** Start Records supplied **
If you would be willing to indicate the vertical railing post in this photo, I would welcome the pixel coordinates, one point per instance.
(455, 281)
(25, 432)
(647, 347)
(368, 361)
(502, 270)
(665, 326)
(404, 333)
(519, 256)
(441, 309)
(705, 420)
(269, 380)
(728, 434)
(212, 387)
** End Records supplied **
- What is asked
Print the items above word for word, with no changes.

- Reply to the task
If you would be willing to indicate the vertical railing post in this photo, I would welcome the pixel coordinates, one point per instance.
(455, 281)
(25, 432)
(647, 347)
(368, 361)
(502, 270)
(665, 326)
(404, 333)
(519, 256)
(441, 309)
(705, 420)
(269, 380)
(728, 434)
(212, 387)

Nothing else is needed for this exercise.